▶ **Exercise**
Reproduce the entries below character for character.

▶ **Data to process**

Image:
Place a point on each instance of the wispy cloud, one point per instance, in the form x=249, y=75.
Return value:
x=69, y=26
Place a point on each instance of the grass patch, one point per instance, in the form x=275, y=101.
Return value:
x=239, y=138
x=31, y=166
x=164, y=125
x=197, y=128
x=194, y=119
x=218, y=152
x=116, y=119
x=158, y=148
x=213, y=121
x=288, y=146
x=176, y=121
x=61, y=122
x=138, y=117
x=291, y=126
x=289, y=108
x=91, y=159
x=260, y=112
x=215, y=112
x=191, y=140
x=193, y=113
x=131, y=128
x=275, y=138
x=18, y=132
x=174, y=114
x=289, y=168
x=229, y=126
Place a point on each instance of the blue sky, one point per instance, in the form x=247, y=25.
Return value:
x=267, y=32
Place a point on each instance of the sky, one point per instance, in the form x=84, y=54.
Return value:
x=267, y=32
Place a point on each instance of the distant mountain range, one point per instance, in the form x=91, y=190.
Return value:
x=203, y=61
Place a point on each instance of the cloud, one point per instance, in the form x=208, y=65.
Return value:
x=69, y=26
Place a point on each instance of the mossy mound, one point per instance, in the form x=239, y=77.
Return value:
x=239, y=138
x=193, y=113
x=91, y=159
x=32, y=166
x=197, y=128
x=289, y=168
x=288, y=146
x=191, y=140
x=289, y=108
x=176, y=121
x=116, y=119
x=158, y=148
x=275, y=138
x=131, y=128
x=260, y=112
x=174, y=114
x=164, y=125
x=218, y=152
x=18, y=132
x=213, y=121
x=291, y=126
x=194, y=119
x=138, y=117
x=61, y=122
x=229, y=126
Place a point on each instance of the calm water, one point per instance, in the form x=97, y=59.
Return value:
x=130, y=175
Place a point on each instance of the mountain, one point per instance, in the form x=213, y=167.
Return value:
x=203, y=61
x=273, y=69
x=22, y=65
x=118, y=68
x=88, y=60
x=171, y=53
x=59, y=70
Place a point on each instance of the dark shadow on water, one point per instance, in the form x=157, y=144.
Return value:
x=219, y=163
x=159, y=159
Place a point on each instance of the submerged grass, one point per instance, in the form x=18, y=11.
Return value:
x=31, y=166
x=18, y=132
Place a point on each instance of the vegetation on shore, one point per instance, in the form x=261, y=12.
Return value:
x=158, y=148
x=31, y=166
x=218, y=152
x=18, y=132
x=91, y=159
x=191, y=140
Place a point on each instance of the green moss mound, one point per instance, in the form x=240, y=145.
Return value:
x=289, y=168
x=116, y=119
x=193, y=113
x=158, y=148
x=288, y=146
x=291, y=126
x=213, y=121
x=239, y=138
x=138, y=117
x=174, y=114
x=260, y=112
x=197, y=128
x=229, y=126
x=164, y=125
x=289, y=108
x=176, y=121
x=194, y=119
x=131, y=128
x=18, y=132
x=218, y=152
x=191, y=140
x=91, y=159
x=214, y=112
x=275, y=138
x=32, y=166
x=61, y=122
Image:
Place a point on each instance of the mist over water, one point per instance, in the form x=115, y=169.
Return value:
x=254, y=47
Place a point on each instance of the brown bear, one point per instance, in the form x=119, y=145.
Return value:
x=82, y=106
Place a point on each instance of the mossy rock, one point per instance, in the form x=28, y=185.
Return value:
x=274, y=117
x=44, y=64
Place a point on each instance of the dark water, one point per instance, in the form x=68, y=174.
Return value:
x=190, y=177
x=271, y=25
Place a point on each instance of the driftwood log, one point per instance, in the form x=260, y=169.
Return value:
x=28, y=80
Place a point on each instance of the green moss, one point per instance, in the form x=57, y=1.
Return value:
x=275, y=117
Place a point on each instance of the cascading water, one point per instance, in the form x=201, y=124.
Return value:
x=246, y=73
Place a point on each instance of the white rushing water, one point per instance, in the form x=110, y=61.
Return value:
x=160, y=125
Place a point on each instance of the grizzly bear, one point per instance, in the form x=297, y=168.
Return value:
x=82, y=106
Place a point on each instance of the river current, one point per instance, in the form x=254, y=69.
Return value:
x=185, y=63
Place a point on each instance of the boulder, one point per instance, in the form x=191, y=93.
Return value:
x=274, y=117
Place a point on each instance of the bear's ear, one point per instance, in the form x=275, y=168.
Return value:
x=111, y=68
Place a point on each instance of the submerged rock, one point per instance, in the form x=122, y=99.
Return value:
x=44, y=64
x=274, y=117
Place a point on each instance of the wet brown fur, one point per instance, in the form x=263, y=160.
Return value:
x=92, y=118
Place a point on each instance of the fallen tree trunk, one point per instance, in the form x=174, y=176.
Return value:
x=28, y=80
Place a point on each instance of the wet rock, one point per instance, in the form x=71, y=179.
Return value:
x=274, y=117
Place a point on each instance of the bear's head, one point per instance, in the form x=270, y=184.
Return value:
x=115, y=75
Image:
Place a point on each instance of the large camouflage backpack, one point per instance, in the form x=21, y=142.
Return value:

▶ **Completed task**
Image:
Place a point on each instance of the wispy cloud, one point per instance, in the form x=249, y=75.
Return value:
x=69, y=26
Place a point on each instance of the grass patch, one point per instance, in the form x=275, y=101.
Return value:
x=239, y=138
x=31, y=166
x=164, y=125
x=197, y=128
x=194, y=119
x=218, y=152
x=116, y=119
x=158, y=148
x=213, y=121
x=288, y=146
x=176, y=121
x=61, y=122
x=138, y=117
x=291, y=126
x=289, y=108
x=91, y=159
x=260, y=112
x=215, y=112
x=191, y=140
x=193, y=113
x=131, y=128
x=275, y=138
x=18, y=132
x=174, y=114
x=289, y=168
x=229, y=126
Place a point on each instance of the blue sky, one point per instance, in the form x=247, y=25.
Return value:
x=267, y=32
Place a point on each instance of the sky, one point per instance, in the form x=84, y=54.
Return value:
x=267, y=32
Place a point on each instance of the distant mountain range, one point per instance, in the form x=91, y=190.
Return value:
x=203, y=61
Place a point on each instance of the cloud, one point per instance, in the form x=208, y=65.
Return value:
x=69, y=26
Place a point on each instance of the mossy mound, one point per instance, in the form x=239, y=77.
Return value:
x=239, y=138
x=193, y=113
x=91, y=159
x=32, y=166
x=197, y=128
x=289, y=168
x=288, y=146
x=191, y=140
x=289, y=108
x=176, y=121
x=116, y=119
x=158, y=148
x=275, y=138
x=131, y=128
x=260, y=112
x=174, y=114
x=164, y=125
x=218, y=152
x=18, y=132
x=213, y=121
x=291, y=126
x=194, y=119
x=138, y=117
x=61, y=122
x=229, y=126
Place a point on each instance of the calm water, one point per instance, in the form x=97, y=59.
Return value:
x=130, y=175
Place a point on each instance of the mountain, one point per instance, in the form x=213, y=167.
Return value:
x=203, y=61
x=273, y=69
x=22, y=65
x=118, y=68
x=88, y=60
x=171, y=53
x=59, y=70
Place a point on each instance of the dark shadow on water, one point per instance, in the form x=157, y=144.
Return value:
x=219, y=163
x=159, y=159
Place a point on each instance of the submerged grass, one point per instance, in the form x=18, y=11.
Return value:
x=31, y=166
x=18, y=132
Place a point on each instance of the vegetation on shore, one point per instance, in the form x=261, y=12.
Return value:
x=158, y=148
x=31, y=166
x=218, y=152
x=18, y=132
x=91, y=159
x=191, y=140
Place a point on each instance of the green moss mound, one point per instance, in the form x=240, y=145.
Return value:
x=289, y=168
x=116, y=119
x=193, y=113
x=158, y=148
x=288, y=146
x=291, y=126
x=213, y=121
x=239, y=138
x=138, y=117
x=174, y=114
x=260, y=112
x=197, y=128
x=229, y=126
x=164, y=125
x=289, y=108
x=176, y=121
x=194, y=119
x=131, y=128
x=18, y=132
x=218, y=152
x=191, y=140
x=91, y=159
x=214, y=112
x=275, y=138
x=32, y=166
x=61, y=122
Image:
Place a point on each instance of the mist over water, one point per instance, in the form x=115, y=169.
Return value:
x=254, y=47
Place a point on each instance of the brown bear, one point per instance, in the form x=119, y=145.
Return value:
x=82, y=106
Place a point on each instance of the mossy rock, one point per instance, in the form x=28, y=185.
Return value:
x=274, y=117
x=44, y=64
Place a point on each instance of the dark water, one point per instance, in the form x=68, y=174.
Return value:
x=190, y=177
x=271, y=25
Place a point on each instance of the driftwood log, one point per instance, in the form x=260, y=169.
Return value:
x=28, y=80
Place a point on each instance of the green moss, one point per instance, in the form x=57, y=1.
Return value:
x=275, y=117
Place a point on each instance of the cascading water, one point per instance, in the form x=201, y=124.
Return value:
x=246, y=73
Place a point on each instance of the white rushing water, one point per instance, in the form x=110, y=61.
Return value:
x=160, y=125
Place a point on each instance of the grizzly bear, one point per instance, in the form x=297, y=168.
Return value:
x=82, y=106
Place a point on each instance of the river current, one point per instance, in the form x=254, y=69.
Return value:
x=185, y=63
Place a point on each instance of the boulder, one point per instance, in the form x=191, y=93.
Return value:
x=274, y=117
Place a point on each instance of the bear's ear, one point per instance, in the form x=275, y=168.
Return value:
x=111, y=68
Place a point on each instance of the submerged rock, one point per instance, in the form x=122, y=99.
Return value:
x=44, y=64
x=274, y=117
Place a point on each instance of the wet brown fur, one point per instance, in the form x=263, y=160.
Return value:
x=92, y=118
Place a point on each instance of the fallen tree trunk, one point per instance, in the form x=174, y=176.
Return value:
x=28, y=80
Place a point on each instance of the wet rock, one point per instance, in the form x=71, y=179.
Return value:
x=274, y=117
Place a point on each instance of the bear's head, one point per instance, in the form x=270, y=184.
Return value:
x=115, y=75
Image:
Place a point on each instance of the large camouflage backpack, one point per instance, in the form x=21, y=142.
Return value:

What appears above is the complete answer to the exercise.